Brief =>
Scale the entries below by reproducing every line, requests included, with each x and y coordinate in the answer points multiplied by 1.3 and rounded to a whole number, halves rounded up. Leave the requests and their sample points unchanged, and omit the picture from your answer.

——————————

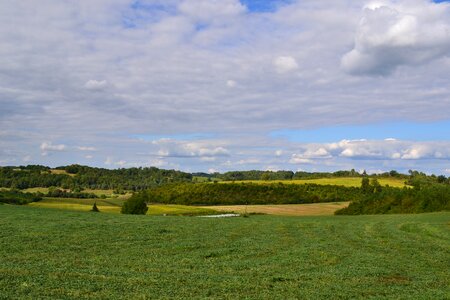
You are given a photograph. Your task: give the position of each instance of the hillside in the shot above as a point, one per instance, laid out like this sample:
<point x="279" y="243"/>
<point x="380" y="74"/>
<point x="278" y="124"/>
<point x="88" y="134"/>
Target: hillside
<point x="74" y="255"/>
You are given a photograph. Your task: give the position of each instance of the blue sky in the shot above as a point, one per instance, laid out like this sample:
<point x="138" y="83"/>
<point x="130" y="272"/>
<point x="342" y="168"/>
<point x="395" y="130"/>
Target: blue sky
<point x="201" y="85"/>
<point x="439" y="131"/>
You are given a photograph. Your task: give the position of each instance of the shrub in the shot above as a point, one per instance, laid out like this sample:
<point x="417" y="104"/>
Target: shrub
<point x="95" y="208"/>
<point x="136" y="205"/>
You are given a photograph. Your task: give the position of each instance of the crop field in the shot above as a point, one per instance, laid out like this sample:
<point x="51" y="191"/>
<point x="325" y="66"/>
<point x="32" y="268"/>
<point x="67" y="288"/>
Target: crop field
<point x="114" y="206"/>
<point x="49" y="253"/>
<point x="344" y="181"/>
<point x="313" y="209"/>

——————————

The reply =>
You are given a photograph. Your task: give the position of each instance of the hillside in the shot above as a point, one per instance, laid out like this sample:
<point x="279" y="243"/>
<point x="380" y="74"/>
<point x="278" y="124"/>
<point x="88" y="134"/>
Target: hillside
<point x="96" y="332"/>
You are given a photograph. Your task: give the position of each instance of the blue sky in the shot above as a point, one per instance, laid out like this sample:
<point x="138" y="83"/>
<point x="130" y="272"/>
<point x="342" y="168"/>
<point x="395" y="130"/>
Target: blue sky
<point x="261" y="111"/>
<point x="571" y="170"/>
You are given a photograph. Your task: give the position of each instance of the shrub in the shot above as a point, one per instance, laid out like this sample:
<point x="417" y="104"/>
Target: shrub
<point x="124" y="270"/>
<point x="177" y="267"/>
You are given a photograph. Your task: give the position of each instance of the crop field in the shot above as a point, one per instance, laid out like this sample:
<point x="51" y="191"/>
<point x="325" y="66"/>
<point x="32" y="268"/>
<point x="67" y="288"/>
Target: crop field
<point x="148" y="268"/>
<point x="64" y="329"/>
<point x="447" y="235"/>
<point x="407" y="272"/>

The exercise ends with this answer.